EXERCISE → Could you return the data below exactly as it appears?

MATERIAL FOR THIS EXERCISE →

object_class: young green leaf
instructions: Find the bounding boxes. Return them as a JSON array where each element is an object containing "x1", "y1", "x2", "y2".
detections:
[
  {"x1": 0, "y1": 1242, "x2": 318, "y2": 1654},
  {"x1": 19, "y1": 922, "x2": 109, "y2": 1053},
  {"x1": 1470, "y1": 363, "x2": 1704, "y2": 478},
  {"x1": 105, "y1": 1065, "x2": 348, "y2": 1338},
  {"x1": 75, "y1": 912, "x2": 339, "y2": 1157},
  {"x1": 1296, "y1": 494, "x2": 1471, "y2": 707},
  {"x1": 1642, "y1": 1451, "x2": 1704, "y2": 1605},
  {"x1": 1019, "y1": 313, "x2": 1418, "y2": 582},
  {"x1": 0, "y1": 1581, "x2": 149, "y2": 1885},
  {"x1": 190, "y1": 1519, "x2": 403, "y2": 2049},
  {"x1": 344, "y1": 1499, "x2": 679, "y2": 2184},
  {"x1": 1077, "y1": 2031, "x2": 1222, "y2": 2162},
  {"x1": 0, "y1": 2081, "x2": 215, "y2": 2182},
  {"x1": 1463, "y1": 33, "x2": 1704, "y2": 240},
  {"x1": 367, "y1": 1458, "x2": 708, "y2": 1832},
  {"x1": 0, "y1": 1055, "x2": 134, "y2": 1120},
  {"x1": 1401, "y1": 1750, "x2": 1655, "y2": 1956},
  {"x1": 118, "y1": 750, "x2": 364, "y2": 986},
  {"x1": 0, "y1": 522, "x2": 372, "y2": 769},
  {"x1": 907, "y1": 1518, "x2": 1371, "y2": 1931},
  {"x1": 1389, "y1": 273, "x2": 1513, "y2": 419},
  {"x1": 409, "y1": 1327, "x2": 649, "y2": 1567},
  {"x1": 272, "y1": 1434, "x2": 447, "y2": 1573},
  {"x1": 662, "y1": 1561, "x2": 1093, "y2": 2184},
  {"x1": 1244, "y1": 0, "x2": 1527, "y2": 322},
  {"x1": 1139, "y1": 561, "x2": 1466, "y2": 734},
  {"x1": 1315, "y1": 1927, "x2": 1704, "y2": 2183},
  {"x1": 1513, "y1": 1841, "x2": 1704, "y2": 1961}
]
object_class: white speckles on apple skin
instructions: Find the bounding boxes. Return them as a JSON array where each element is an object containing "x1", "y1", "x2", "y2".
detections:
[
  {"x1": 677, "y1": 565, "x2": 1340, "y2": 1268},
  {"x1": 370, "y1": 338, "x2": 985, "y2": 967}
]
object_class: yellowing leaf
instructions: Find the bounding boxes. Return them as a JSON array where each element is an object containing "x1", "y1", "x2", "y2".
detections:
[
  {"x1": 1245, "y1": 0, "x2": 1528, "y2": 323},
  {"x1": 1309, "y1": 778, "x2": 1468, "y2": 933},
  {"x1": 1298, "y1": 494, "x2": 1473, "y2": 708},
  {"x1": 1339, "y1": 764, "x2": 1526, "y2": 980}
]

EXERCISE OUTPUT →
object_class: young green leaf
instructions: Find the bounding boxes. Return them as a JSON array where each element is an object containing "x1", "y1", "x2", "y2".
detections:
[
  {"x1": 0, "y1": 1242, "x2": 318, "y2": 1654},
  {"x1": 19, "y1": 922, "x2": 109, "y2": 1053},
  {"x1": 1470, "y1": 363, "x2": 1704, "y2": 478},
  {"x1": 105, "y1": 1065, "x2": 348, "y2": 1338},
  {"x1": 75, "y1": 912, "x2": 339, "y2": 1157},
  {"x1": 1296, "y1": 494, "x2": 1471, "y2": 707},
  {"x1": 1642, "y1": 1451, "x2": 1704, "y2": 1605},
  {"x1": 1019, "y1": 313, "x2": 1418, "y2": 582},
  {"x1": 0, "y1": 1581, "x2": 149, "y2": 1885},
  {"x1": 190, "y1": 1519, "x2": 403, "y2": 2049},
  {"x1": 344, "y1": 1499, "x2": 679, "y2": 2184},
  {"x1": 1077, "y1": 2031, "x2": 1222, "y2": 2162},
  {"x1": 0, "y1": 2081, "x2": 215, "y2": 2182},
  {"x1": 1463, "y1": 33, "x2": 1704, "y2": 240},
  {"x1": 367, "y1": 1458, "x2": 708, "y2": 1832},
  {"x1": 0, "y1": 1055, "x2": 134, "y2": 1120},
  {"x1": 1401, "y1": 1750, "x2": 1655, "y2": 1956},
  {"x1": 118, "y1": 750, "x2": 364, "y2": 986},
  {"x1": 0, "y1": 522, "x2": 372, "y2": 769},
  {"x1": 907, "y1": 1518, "x2": 1371, "y2": 1931},
  {"x1": 1389, "y1": 273, "x2": 1513, "y2": 419},
  {"x1": 409, "y1": 1327, "x2": 649, "y2": 1567},
  {"x1": 272, "y1": 1434, "x2": 447, "y2": 1573},
  {"x1": 662, "y1": 1561, "x2": 1093, "y2": 2184},
  {"x1": 1244, "y1": 0, "x2": 1527, "y2": 322},
  {"x1": 1139, "y1": 561, "x2": 1466, "y2": 734},
  {"x1": 1315, "y1": 1927, "x2": 1704, "y2": 2183},
  {"x1": 1513, "y1": 1841, "x2": 1704, "y2": 1961}
]
object_class: white speckles on apple skin
instructions: Find the bounding boxes. Return them as a JSON array where each element is an object containing "x1", "y1", "x2", "y2".
detections:
[
  {"x1": 677, "y1": 565, "x2": 1340, "y2": 1268},
  {"x1": 370, "y1": 338, "x2": 985, "y2": 967}
]
object_class: yellowing leaf
instructions: Find the bounding boxes. Return them as a JSON array where each element is an object containing "x1", "y1", "x2", "y2".
detections:
[
  {"x1": 1245, "y1": 0, "x2": 1528, "y2": 323},
  {"x1": 1309, "y1": 778, "x2": 1468, "y2": 933},
  {"x1": 1298, "y1": 494, "x2": 1473, "y2": 708},
  {"x1": 1339, "y1": 764, "x2": 1526, "y2": 980}
]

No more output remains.